What the task asks:
In the stretch from the line containing "the dark blue" through the line containing "of the night", swap "planogram cross-check" for "shelf audit" and leave everything else unchanged. Return only those lines.

***** Record extracts *****

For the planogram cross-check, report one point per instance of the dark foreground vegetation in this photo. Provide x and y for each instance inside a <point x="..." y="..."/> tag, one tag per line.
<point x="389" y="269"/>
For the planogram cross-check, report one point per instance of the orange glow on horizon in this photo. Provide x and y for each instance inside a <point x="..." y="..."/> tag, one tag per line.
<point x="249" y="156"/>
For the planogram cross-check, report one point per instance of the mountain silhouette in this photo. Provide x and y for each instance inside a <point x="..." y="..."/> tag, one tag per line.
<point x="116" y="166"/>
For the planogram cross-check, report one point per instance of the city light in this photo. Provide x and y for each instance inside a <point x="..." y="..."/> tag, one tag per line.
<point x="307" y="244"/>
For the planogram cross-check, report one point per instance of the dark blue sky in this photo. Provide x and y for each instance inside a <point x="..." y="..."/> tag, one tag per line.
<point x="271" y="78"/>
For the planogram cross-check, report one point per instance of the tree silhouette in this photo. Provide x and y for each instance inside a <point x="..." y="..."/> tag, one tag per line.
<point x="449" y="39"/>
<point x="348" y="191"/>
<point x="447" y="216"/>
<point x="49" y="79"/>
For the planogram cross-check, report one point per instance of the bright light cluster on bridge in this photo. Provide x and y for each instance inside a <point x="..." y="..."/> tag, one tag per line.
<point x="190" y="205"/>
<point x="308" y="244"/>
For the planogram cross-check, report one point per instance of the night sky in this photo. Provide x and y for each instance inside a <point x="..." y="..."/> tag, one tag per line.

*****
***** Record extracts *****

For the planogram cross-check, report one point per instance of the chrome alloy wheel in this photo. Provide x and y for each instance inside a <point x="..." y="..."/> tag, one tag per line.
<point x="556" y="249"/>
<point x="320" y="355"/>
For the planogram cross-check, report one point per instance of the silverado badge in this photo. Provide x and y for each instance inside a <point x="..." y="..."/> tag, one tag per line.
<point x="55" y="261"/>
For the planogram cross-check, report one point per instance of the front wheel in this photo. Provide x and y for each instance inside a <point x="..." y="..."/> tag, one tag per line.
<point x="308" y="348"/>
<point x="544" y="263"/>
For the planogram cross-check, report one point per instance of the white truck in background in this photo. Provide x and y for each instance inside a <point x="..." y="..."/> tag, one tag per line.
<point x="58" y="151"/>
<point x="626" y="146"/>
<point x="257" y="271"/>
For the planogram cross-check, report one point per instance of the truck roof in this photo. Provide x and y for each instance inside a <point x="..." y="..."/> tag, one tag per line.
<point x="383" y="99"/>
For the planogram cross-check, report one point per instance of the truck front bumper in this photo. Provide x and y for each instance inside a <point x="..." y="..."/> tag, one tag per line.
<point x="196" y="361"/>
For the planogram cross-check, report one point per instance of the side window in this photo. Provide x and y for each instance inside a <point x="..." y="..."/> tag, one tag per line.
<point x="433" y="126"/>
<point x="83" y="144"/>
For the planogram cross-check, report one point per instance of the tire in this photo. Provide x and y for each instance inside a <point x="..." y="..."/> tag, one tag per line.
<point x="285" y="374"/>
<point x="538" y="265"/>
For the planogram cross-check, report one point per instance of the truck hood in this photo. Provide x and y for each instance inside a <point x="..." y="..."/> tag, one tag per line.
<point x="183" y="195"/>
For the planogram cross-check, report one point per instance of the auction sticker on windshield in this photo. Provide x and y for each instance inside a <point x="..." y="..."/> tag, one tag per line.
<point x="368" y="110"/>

*****

Output for this task:
For the shelf audit, report one point per instance of the dark blue sky in this photo. Provide x and y for each instance inside a <point x="..." y="..."/> tag, one tag per line.
<point x="271" y="78"/>
For the shelf audit, report one point per instance of the tree silhouette in this photo. Provide x and y for each instance inside a <point x="..." y="..."/> tag, one tag per line.
<point x="449" y="39"/>
<point x="348" y="191"/>
<point x="447" y="216"/>
<point x="49" y="79"/>
For the shelf audit, report one point per instance of the bright light cluster on bridge in this photo. Provide x and y for each instance inside a <point x="..." y="..."/> tag, one tag per line.
<point x="190" y="205"/>
<point x="308" y="244"/>
For the shelf audit, report one point per instance of the night sky in this photo. Provide x and y for each instance inside a <point x="..." y="..."/> tag, one tag per line.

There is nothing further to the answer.